Please copy out the lines between the one holding "Tag every instance of the shrub" and the end of the items, inclusive, requests and all, and give nothing else. Multiply every point coordinate in the answers by 1.6 and round each to a whole number, with halves rounded up.
•••••
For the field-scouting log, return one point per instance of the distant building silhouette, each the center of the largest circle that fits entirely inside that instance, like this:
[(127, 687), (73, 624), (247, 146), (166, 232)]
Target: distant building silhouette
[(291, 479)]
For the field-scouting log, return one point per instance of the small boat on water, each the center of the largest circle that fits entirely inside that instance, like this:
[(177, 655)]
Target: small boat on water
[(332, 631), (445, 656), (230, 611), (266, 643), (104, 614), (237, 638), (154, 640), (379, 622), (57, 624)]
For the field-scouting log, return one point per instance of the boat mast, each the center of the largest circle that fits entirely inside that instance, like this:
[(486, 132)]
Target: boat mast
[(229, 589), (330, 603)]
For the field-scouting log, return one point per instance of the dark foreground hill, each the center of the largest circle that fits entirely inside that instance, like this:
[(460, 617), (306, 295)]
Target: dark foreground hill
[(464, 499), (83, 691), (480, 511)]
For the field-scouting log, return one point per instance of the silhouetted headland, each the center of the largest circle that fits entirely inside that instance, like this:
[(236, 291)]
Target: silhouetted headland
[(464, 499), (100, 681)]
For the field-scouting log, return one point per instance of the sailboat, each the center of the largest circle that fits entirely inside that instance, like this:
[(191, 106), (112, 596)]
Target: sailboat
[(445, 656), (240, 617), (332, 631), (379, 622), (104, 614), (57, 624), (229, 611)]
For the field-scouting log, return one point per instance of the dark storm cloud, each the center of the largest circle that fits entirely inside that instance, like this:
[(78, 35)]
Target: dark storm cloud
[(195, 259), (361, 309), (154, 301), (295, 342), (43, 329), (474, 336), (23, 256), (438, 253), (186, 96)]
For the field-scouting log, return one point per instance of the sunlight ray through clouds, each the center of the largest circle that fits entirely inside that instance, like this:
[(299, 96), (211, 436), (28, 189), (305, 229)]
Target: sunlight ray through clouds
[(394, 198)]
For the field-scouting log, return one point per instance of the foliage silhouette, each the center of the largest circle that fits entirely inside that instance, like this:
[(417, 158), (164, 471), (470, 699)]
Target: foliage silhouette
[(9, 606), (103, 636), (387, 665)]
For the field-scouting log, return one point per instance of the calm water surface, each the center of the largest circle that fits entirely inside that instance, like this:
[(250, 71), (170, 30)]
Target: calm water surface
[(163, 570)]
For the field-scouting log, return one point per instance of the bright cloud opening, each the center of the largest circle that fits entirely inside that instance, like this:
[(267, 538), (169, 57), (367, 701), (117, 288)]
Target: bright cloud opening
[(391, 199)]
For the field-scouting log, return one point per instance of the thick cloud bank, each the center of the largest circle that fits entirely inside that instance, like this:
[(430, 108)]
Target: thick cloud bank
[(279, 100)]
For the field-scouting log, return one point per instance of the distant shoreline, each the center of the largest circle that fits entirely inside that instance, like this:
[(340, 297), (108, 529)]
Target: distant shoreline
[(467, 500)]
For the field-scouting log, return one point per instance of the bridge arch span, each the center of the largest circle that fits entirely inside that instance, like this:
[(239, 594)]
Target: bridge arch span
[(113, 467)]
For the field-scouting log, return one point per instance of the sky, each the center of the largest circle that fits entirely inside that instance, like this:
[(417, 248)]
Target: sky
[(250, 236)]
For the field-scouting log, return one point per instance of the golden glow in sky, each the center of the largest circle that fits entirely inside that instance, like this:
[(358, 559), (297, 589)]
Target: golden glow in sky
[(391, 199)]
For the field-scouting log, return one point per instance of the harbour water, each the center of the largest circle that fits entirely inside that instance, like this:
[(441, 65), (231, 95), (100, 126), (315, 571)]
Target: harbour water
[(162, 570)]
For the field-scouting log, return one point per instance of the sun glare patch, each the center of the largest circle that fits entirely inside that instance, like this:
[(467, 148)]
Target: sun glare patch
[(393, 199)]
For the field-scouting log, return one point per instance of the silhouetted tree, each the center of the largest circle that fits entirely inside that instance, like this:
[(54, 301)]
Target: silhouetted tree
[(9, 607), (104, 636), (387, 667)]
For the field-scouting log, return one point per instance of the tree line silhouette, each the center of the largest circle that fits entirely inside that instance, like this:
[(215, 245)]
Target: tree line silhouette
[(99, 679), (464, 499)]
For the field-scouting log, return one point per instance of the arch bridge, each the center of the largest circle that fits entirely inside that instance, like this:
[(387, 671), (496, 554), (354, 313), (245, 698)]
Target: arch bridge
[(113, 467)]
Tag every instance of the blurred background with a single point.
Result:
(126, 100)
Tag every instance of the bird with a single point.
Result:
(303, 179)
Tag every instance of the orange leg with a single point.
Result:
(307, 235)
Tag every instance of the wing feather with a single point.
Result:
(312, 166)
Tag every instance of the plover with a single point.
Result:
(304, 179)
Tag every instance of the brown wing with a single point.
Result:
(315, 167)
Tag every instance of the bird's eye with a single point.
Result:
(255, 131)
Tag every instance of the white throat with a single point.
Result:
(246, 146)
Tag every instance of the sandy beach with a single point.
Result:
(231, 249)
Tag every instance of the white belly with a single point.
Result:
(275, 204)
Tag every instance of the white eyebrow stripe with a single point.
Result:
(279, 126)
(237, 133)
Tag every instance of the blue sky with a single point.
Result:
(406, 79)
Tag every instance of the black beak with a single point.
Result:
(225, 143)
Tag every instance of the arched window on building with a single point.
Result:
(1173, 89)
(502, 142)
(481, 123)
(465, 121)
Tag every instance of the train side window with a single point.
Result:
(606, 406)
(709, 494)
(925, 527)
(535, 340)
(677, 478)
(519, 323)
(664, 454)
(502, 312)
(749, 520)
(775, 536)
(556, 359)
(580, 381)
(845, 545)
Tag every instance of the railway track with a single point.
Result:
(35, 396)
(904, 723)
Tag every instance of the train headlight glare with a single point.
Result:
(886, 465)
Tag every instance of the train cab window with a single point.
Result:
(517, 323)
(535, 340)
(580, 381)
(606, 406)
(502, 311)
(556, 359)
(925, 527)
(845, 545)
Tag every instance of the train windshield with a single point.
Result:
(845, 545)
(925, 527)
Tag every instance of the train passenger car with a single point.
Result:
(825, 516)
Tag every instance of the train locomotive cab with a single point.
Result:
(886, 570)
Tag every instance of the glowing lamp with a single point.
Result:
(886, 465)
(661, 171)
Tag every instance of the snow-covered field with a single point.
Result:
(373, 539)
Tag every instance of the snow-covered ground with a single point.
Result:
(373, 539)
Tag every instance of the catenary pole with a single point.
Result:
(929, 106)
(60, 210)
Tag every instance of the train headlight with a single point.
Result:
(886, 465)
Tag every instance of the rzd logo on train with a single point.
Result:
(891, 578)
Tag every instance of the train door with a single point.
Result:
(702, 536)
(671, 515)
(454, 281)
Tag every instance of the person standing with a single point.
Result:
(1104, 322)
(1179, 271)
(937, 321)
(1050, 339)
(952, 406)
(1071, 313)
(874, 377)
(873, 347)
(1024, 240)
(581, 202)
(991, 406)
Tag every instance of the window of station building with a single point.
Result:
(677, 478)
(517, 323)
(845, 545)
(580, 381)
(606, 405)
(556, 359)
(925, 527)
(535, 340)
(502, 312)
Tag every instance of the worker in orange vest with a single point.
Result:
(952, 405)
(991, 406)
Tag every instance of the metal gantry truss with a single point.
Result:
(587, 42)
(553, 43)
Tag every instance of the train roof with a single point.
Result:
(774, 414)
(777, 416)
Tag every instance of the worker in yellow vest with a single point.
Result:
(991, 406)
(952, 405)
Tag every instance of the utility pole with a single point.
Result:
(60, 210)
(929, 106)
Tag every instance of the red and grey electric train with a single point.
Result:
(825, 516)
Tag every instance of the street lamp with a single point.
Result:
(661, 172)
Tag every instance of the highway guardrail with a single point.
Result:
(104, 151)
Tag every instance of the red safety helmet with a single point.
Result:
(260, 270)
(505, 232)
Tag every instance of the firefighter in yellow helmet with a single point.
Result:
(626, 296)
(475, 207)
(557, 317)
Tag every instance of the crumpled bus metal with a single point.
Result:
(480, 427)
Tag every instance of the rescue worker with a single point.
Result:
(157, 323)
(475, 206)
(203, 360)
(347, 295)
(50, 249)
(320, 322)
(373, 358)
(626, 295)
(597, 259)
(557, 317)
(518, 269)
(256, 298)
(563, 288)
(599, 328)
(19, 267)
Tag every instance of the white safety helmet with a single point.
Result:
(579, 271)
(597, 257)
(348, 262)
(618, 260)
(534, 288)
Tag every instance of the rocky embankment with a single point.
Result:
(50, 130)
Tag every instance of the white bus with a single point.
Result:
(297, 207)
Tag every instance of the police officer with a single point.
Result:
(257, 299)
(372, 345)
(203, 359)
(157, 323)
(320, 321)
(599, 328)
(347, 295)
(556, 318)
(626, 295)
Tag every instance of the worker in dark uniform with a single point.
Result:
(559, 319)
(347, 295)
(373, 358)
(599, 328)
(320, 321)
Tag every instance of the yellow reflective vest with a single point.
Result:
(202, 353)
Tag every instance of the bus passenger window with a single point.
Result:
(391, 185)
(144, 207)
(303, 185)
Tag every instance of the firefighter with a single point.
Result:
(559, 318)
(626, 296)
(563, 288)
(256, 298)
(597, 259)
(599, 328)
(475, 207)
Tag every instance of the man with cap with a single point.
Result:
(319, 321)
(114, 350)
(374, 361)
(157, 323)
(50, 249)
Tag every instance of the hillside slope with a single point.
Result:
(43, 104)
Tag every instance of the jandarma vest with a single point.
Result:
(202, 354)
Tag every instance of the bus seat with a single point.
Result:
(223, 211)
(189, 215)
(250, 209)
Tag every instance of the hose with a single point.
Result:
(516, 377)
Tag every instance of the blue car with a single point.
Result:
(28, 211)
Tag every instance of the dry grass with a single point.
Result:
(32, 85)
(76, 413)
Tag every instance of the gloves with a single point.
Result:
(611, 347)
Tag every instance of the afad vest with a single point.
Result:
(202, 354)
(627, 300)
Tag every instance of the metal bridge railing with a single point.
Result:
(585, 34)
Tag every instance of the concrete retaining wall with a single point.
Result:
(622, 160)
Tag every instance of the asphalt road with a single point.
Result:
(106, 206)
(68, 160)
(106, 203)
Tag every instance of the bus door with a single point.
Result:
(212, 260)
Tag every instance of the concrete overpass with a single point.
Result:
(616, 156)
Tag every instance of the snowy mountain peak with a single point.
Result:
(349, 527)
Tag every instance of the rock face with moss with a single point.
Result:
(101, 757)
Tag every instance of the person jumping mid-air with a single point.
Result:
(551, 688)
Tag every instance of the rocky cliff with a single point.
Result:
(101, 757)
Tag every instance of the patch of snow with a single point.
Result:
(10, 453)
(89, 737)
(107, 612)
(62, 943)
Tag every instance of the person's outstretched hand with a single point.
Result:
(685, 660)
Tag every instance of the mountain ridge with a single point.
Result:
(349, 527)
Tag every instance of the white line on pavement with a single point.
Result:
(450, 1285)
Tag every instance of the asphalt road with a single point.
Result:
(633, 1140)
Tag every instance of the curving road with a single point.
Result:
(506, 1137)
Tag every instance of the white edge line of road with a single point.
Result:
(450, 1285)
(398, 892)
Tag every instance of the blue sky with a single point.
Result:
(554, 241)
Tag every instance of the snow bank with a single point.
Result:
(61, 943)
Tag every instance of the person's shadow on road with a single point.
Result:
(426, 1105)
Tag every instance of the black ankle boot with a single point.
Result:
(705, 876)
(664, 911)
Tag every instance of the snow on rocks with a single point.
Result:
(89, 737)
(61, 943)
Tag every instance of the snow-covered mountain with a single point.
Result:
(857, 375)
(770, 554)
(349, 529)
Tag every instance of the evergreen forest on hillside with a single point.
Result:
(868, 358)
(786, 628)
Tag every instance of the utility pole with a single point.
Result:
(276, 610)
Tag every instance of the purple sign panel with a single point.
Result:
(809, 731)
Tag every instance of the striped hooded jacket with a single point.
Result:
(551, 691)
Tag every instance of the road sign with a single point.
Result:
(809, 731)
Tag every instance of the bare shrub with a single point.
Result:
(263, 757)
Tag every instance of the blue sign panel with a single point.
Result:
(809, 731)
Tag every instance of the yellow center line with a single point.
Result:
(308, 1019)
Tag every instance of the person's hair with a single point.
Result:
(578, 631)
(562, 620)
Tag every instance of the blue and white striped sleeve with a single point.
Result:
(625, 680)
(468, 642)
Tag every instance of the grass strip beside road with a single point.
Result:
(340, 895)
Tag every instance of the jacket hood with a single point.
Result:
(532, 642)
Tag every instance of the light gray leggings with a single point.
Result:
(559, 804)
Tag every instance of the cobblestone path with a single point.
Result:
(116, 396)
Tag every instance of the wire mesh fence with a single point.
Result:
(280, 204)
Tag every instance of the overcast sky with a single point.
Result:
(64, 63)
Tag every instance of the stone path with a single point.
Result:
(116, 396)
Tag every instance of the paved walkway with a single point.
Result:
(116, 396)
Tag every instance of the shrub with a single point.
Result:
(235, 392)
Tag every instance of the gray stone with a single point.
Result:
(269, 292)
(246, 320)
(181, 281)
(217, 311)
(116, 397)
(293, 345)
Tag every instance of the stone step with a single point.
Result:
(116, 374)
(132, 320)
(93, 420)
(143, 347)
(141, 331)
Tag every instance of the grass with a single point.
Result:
•••••
> [THE RESULT]
Tag every instance of the shrub with a single point.
Result:
(376, 627)
Tag every instance of the gray stone with a single point.
Result:
(430, 467)
(394, 512)
(290, 450)
(347, 498)
(186, 635)
(469, 552)
Tag every instance of the stone step with a single point.
Result:
(186, 598)
(211, 512)
(149, 672)
(229, 555)
(226, 530)
Tag every instance of the grass with a single point.
Result:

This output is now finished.